• [What is asked]:
Reproduce the material below in full, renaming every "outline" to "mask" and leaving everything else untouched.

• [Material provided]:
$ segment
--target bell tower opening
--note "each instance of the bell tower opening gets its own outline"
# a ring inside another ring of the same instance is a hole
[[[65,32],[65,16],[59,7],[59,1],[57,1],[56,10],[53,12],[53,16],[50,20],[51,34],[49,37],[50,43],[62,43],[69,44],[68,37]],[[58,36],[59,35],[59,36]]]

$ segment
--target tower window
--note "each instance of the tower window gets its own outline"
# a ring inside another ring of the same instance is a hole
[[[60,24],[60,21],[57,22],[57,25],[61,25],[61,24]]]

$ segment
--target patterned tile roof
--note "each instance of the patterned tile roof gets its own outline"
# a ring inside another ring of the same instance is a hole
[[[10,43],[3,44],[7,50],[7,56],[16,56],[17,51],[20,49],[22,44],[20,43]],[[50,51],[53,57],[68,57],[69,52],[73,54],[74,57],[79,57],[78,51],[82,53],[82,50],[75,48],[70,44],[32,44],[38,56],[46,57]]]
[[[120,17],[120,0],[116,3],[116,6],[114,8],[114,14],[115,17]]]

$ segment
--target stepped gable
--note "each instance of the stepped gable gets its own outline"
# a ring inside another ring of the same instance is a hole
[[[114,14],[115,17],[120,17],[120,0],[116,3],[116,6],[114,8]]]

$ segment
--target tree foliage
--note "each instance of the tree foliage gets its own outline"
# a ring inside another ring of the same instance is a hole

• [Full output]:
$ segment
--target bell tower opening
--note "each instance of the bell tower opening gets its own mask"
# a ring inside another ring of the same instance is a hole
[[[65,32],[65,16],[59,7],[59,1],[57,1],[56,10],[53,12],[53,16],[50,20],[51,34],[49,37],[50,43],[62,43],[69,44],[68,37]],[[58,36],[59,35],[59,36]]]

$ segment
--target tower window
--note "each instance of the tower window gets its own mask"
# a ring inside another ring of the same instance is a hole
[[[60,24],[60,21],[57,22],[57,25],[61,25],[61,24]]]

$ segment
--target patterned tile roof
--note "each instance of the patterned tile roof gets its own mask"
# a ring inside another ring of the same instance is a hole
[[[10,43],[3,44],[7,50],[7,56],[16,56],[17,51],[20,49],[22,44],[20,43]],[[50,51],[53,57],[68,57],[69,52],[73,54],[74,57],[79,57],[78,51],[82,53],[82,50],[75,48],[70,44],[32,44],[38,56],[46,57]]]
[[[120,17],[120,0],[116,3],[116,6],[114,8],[114,14],[115,17]]]

$ segment
--target stepped gable
--note "each instance of the stepped gable gets its own mask"
# a ring inside another ring of the same instance is a hole
[[[114,14],[115,17],[120,17],[120,0],[116,3],[116,6],[114,8]]]

$ segment
--target tree foliage
--note "each instance of the tree foliage gets its own mask"
# a ring inside another ring of the same instance is a hole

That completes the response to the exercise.